[START OF Input for this task]

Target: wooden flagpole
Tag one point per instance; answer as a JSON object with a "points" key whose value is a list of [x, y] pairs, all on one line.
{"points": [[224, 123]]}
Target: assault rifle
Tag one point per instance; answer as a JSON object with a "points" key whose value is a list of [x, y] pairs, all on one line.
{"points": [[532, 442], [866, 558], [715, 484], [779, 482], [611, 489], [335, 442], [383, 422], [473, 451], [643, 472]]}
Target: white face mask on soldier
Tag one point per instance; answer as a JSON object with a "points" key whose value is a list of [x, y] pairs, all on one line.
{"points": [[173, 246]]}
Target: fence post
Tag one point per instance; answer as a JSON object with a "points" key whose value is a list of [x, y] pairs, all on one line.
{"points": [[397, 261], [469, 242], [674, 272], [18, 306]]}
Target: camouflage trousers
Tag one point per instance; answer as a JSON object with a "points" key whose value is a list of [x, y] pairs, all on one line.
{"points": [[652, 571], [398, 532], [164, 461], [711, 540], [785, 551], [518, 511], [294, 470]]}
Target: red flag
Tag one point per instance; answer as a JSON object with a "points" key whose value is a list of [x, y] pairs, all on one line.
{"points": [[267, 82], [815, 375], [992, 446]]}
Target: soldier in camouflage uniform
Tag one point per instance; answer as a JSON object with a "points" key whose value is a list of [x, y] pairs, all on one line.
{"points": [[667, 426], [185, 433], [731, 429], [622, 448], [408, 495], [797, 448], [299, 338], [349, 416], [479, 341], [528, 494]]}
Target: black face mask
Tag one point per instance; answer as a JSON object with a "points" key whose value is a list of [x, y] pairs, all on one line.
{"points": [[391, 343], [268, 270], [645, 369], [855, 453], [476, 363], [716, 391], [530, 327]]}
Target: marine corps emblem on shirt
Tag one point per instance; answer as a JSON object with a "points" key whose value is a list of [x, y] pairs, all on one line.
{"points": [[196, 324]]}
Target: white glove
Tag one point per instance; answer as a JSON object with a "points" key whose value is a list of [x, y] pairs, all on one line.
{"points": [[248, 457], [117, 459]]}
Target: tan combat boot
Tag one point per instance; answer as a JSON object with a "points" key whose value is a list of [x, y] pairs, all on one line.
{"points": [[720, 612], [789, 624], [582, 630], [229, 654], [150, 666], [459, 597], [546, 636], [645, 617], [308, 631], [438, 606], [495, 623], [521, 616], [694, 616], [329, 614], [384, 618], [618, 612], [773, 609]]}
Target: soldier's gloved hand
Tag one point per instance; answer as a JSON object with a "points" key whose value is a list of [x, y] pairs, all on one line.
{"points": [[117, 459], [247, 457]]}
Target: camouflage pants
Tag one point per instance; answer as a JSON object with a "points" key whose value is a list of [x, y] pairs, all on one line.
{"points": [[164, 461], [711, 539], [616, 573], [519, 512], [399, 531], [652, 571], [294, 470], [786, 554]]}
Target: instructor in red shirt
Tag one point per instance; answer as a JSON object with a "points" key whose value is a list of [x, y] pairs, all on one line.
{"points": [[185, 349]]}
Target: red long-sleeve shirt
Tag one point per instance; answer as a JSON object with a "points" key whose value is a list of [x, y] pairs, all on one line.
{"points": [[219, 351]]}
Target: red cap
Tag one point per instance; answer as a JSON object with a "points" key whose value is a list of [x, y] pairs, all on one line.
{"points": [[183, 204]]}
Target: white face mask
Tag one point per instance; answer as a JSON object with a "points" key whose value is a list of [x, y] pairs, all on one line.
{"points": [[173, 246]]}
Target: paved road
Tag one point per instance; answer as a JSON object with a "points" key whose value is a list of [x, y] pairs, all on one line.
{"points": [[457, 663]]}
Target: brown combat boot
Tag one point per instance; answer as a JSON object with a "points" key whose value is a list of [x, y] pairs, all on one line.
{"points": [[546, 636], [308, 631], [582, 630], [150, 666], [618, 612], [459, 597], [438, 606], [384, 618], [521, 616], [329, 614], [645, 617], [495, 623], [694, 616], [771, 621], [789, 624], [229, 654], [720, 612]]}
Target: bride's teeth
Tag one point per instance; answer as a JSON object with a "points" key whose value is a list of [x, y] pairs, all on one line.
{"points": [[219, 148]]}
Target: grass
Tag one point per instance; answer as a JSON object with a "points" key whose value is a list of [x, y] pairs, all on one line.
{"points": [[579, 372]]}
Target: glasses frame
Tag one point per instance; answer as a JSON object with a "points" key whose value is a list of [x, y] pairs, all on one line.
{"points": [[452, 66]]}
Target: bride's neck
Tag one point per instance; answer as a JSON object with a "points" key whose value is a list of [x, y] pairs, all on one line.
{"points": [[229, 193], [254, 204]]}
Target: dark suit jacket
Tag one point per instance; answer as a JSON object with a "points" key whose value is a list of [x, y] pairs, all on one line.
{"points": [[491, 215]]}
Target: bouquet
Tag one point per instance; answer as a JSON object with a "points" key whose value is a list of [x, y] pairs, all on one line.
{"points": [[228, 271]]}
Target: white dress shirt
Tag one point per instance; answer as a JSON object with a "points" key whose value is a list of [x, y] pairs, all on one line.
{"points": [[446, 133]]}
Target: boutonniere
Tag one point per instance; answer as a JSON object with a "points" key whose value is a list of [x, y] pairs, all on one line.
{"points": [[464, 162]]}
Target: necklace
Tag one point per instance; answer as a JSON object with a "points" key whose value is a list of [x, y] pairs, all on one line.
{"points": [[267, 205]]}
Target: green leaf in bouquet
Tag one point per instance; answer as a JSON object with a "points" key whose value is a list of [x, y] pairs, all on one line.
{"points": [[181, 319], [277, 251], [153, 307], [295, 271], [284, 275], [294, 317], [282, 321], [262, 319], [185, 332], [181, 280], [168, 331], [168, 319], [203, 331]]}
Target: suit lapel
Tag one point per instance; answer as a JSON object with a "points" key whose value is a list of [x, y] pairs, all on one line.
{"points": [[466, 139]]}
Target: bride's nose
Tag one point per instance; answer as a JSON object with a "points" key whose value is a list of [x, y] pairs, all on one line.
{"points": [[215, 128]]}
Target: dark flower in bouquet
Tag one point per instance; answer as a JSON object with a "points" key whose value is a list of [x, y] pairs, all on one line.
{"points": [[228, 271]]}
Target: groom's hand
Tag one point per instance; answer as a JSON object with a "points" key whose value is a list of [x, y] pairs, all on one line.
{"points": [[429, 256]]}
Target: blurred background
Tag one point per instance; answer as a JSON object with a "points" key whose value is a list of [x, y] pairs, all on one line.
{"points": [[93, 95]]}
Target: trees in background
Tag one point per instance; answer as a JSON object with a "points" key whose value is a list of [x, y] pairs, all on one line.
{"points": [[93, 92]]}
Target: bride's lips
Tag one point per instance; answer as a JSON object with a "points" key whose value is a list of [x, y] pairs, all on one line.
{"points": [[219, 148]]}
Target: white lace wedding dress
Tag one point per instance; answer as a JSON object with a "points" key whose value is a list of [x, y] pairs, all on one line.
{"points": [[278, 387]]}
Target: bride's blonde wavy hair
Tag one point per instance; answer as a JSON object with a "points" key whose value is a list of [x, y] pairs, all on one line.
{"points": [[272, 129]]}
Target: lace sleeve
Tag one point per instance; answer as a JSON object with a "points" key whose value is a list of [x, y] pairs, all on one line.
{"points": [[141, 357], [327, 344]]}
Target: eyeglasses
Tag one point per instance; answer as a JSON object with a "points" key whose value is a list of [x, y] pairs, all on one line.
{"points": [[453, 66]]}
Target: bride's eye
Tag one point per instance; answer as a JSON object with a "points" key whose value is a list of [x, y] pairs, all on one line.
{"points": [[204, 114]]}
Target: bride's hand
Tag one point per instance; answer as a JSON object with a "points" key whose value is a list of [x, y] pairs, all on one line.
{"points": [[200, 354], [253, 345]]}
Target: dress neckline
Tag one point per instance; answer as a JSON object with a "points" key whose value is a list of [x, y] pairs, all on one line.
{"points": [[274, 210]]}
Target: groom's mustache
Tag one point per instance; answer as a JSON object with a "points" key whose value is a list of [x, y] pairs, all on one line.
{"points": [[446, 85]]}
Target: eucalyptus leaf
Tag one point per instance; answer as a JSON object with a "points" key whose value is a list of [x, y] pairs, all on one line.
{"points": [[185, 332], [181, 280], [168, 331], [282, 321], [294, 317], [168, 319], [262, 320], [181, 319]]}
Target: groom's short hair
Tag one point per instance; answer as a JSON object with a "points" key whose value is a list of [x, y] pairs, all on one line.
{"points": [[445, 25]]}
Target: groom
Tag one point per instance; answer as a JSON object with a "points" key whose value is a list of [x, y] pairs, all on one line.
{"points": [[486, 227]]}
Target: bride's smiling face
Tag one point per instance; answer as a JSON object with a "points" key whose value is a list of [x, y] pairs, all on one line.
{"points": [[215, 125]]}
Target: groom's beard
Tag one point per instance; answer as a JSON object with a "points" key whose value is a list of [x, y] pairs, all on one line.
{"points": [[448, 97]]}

[END OF Input for this task]

> Objective: Reproduce the listing above exactly from the line containing "Target: dress neckline" through its last line, with both of those lines included.

> Result for this exercise:
Target: dress neckline
Tag one point per instance; answer as a JSON object with a "points" key whose value is a list of [x, y] pairs, all on one line.
{"points": [[274, 210]]}
Target: groom's mustache
Tag one point per instance; answer as a JSON object with a "points" key whose value is a list of [x, y] pairs, all on one line.
{"points": [[446, 85]]}
Target: eucalyptus leaf
Tag one point per instance; answer as a JSON object with a "points" key whose value is a list of [x, y] pairs, all on one line.
{"points": [[185, 332], [181, 280], [168, 331], [282, 321], [294, 317], [168, 319], [262, 320], [181, 319]]}
Target: groom's short hair
Tag one point per instance; answer as a JSON object with a "points" key whose value is a list of [x, y] pairs, all on one line.
{"points": [[445, 25]]}
Target: groom
Tag one point per instance; answer as a JSON object with a "points" key whose value is a list of [x, y] pairs, all on one line.
{"points": [[486, 227]]}
Target: bride's smiling face
Tag one point per instance; answer as a JSON object with a "points" key whose value is a list of [x, y] pairs, all on one line.
{"points": [[215, 125]]}
Target: groom's beard
Tag one point per instance; answer as a JSON object with a "points" key whose value is a list of [x, y] pairs, all on one line.
{"points": [[448, 97]]}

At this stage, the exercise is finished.